### WRITTEN REQUEST
Pull every line from the data below that contains the string "scooter", and copy each one unchanged.

── SUPPLIED DATA ──

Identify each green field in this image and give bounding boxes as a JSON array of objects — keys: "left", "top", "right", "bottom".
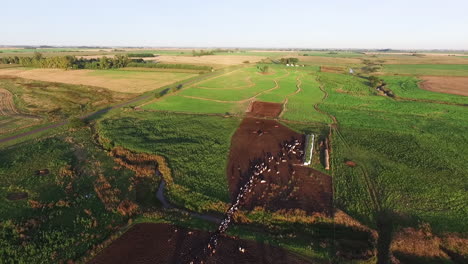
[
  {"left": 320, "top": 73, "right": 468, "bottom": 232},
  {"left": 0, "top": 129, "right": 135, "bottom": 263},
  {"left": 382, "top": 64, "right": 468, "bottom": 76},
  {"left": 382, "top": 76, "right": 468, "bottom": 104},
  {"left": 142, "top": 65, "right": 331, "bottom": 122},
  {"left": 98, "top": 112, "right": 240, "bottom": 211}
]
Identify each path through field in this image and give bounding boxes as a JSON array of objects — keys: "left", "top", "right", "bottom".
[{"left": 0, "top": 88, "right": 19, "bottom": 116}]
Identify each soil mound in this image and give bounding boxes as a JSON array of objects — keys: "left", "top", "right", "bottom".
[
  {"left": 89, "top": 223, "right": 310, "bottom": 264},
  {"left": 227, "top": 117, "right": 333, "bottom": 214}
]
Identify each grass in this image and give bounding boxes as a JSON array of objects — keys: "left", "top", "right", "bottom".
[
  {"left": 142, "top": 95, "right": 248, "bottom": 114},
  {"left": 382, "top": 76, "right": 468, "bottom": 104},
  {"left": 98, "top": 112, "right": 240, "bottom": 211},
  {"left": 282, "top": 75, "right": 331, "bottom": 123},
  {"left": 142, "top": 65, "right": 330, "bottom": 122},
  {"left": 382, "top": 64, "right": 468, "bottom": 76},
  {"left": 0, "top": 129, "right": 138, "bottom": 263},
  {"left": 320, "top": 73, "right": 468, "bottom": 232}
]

───
── SUPPLIED DATA ──

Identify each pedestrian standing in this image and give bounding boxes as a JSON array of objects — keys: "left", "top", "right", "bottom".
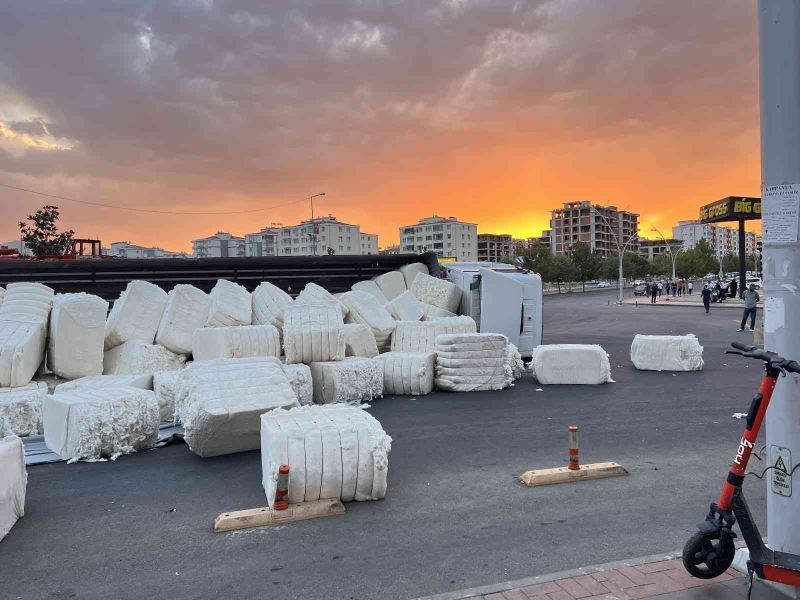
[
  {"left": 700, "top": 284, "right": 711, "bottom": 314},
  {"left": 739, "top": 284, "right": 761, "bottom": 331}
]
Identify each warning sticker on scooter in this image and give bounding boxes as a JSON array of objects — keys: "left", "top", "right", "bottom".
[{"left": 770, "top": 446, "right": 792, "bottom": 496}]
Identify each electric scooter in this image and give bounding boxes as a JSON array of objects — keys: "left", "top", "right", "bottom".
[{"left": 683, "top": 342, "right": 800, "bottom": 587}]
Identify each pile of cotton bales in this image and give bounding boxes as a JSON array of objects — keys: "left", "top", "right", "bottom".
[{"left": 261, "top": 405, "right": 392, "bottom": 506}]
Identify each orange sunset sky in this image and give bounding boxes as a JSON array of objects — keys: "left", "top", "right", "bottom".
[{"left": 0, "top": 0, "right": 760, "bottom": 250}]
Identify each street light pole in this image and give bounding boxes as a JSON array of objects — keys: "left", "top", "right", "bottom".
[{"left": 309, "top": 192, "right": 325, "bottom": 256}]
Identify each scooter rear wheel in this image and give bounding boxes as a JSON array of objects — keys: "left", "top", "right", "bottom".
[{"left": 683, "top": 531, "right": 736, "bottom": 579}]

───

### THE RESPONSE
Identify each warning sticker on scooter in this image and give bounding boxes as a JSON array of objects — keys: "left", "top", "right", "bottom".
Identify each electric scooter in this image and give bounding boxes as a JSON array of objects — keys: "left", "top", "right", "bottom".
Identify each scooter rear wheel in this image and give bounding boxes as a JSON array of objects — keys: "left", "top", "right", "bottom".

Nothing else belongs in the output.